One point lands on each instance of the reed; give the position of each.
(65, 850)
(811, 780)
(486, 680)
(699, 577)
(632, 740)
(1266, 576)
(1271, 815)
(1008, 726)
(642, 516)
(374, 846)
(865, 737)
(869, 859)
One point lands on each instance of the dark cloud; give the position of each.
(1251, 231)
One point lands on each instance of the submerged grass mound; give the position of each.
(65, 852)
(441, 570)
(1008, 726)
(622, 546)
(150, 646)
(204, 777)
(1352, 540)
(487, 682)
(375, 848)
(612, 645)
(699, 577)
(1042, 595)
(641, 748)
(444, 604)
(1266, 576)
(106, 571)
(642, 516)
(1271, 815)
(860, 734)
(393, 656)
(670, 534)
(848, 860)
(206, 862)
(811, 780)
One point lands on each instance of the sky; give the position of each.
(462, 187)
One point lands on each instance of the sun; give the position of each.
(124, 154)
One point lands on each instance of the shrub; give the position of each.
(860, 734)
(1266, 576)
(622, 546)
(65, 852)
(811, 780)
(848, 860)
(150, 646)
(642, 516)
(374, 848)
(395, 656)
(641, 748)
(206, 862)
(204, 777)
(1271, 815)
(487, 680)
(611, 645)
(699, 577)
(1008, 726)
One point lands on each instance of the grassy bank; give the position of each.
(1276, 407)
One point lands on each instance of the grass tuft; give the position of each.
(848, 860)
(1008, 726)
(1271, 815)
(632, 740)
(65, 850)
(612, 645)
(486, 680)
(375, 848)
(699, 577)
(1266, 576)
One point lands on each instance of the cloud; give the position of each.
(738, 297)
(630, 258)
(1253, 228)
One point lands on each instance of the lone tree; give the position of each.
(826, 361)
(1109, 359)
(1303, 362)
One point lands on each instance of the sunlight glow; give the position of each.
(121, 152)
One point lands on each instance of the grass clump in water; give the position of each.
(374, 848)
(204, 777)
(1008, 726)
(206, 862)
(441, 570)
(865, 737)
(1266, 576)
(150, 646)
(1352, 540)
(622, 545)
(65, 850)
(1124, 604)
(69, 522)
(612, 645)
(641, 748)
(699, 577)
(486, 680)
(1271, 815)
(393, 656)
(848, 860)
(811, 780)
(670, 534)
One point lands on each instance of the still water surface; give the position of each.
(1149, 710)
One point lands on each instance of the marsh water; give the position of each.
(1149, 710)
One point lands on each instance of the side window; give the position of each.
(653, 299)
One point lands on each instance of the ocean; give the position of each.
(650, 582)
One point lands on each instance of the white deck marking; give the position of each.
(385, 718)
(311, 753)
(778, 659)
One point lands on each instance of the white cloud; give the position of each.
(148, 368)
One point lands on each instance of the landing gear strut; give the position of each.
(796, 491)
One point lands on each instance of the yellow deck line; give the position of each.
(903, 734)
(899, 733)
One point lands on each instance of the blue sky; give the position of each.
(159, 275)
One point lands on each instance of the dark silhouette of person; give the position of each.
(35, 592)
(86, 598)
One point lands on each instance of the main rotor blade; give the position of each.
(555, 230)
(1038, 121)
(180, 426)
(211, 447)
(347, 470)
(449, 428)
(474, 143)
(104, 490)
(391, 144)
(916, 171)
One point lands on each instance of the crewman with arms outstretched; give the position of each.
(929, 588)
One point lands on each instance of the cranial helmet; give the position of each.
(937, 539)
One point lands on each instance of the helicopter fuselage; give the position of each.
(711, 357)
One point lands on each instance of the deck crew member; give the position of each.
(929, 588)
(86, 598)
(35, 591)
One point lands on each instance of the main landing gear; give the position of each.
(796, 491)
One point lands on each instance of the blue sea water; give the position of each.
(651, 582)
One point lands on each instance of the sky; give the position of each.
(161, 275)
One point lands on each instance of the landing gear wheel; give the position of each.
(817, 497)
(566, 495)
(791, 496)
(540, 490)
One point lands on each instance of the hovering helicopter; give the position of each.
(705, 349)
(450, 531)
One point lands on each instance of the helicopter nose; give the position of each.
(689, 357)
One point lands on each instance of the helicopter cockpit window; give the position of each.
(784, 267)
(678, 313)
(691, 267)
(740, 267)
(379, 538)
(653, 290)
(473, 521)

(Task objective): Transcribe every entry in the listing, word for word.

(Exercise result):
One point lands on each instance of the reed; give the position of each.
(65, 850)
(811, 780)
(486, 680)
(699, 577)
(632, 740)
(1266, 576)
(1271, 815)
(1008, 726)
(642, 516)
(374, 846)
(865, 737)
(869, 859)
One point lands on each instance of the dark cloud; give the position of each.
(1251, 231)
One point lands on each instance of the submerged grass mound; give the position of each.
(65, 852)
(441, 570)
(1008, 726)
(622, 546)
(150, 646)
(204, 777)
(1352, 540)
(487, 682)
(375, 848)
(612, 645)
(699, 577)
(1042, 595)
(641, 748)
(444, 604)
(1266, 576)
(106, 571)
(642, 516)
(1271, 815)
(860, 734)
(393, 656)
(670, 534)
(848, 860)
(206, 862)
(811, 780)
One point lands on each instance of the sky; give the position of each.
(462, 187)
One point lands on each instance of the sun; give the position of each.
(124, 154)
One point lands on each instance of the shrub; give the position of each.
(860, 734)
(1266, 576)
(622, 546)
(65, 852)
(811, 780)
(848, 860)
(150, 646)
(642, 516)
(374, 848)
(395, 656)
(641, 748)
(206, 862)
(204, 777)
(1271, 815)
(487, 680)
(611, 645)
(699, 577)
(1008, 726)
One point lands on each instance of the grassy bank; give the position of each.
(1276, 407)
One point lands on each instance of the grass tuft; give the position of each.
(848, 860)
(1008, 726)
(1271, 815)
(632, 740)
(65, 850)
(612, 645)
(486, 680)
(375, 848)
(699, 577)
(1266, 576)
One point lands on each instance of the cloud; give the position of each.
(738, 297)
(630, 258)
(1253, 228)
One point lands on each instance of the lone tree; give the position of each.
(826, 361)
(1109, 359)
(1303, 362)
One point lands on each instance of the sunlight glow; give the position of each.
(121, 152)
One point lands on each instance of the grass clump in water; give the position of each.
(374, 848)
(204, 777)
(1008, 726)
(206, 862)
(441, 570)
(865, 737)
(1266, 576)
(150, 646)
(1352, 540)
(622, 545)
(65, 850)
(1124, 604)
(69, 522)
(612, 645)
(641, 748)
(699, 577)
(486, 680)
(1271, 815)
(393, 656)
(848, 860)
(811, 780)
(670, 534)
One point lands on each instance of the still water surface; give the position of each.
(1149, 710)
One point lands on each instance of the marsh water; give the position of each.
(1149, 710)
One point lands on each instance of the side window; give the position of each.
(653, 299)
One point lands on each instance of the ocean; give the position of each.
(650, 582)
One point lands on each instance of the white deck marking; give the position of each.
(385, 718)
(311, 753)
(778, 659)
One point lands on each instance of the white cloud; give the position of each.
(148, 368)
One point lands on each instance of the landing gear strut; give the position of each.
(796, 491)
One point lands on each instance of the yellow deck line; give the position of each.
(903, 734)
(899, 733)
One point lands on each instance of the blue sky; give the position of each.
(159, 275)
One point lands on each instance of the dark silhouette of person; give the position of each.
(35, 592)
(86, 598)
One point lands on each instance of the main rotor blade; give the position of each.
(555, 230)
(1038, 121)
(180, 426)
(211, 447)
(347, 470)
(449, 428)
(474, 143)
(104, 490)
(391, 144)
(916, 171)
One point lands on each instance of the crewman with arms outstretched; give the position of each.
(929, 588)
One point lands on each instance of the cranial helmet; give the position of each.
(937, 539)
One point lands on each instance of the helicopter fuselage; give the position of each.
(711, 357)
One point lands on each instance of the deck crew member; give the position of each.
(929, 588)
(86, 598)
(35, 591)
One point lands on each instance of the main landing gear; give the position of each.
(796, 491)
One point lands on each instance of the blue sea water; give the position of each.
(651, 582)
One point lands on each instance of the sky; give the position of each.
(161, 275)
One point lands on each instance of the landing gear wheel; give the position of each.
(817, 497)
(566, 495)
(791, 496)
(540, 490)
One point lands on each instance of the hovering helicopter; give the position of each.
(705, 349)
(450, 531)
One point lands on each instance of the helicopter nose; give the position of each.
(689, 357)
One point lands on each instance of the helicopter cockpit window; give the position of each.
(784, 267)
(678, 313)
(691, 267)
(740, 267)
(379, 538)
(653, 290)
(473, 521)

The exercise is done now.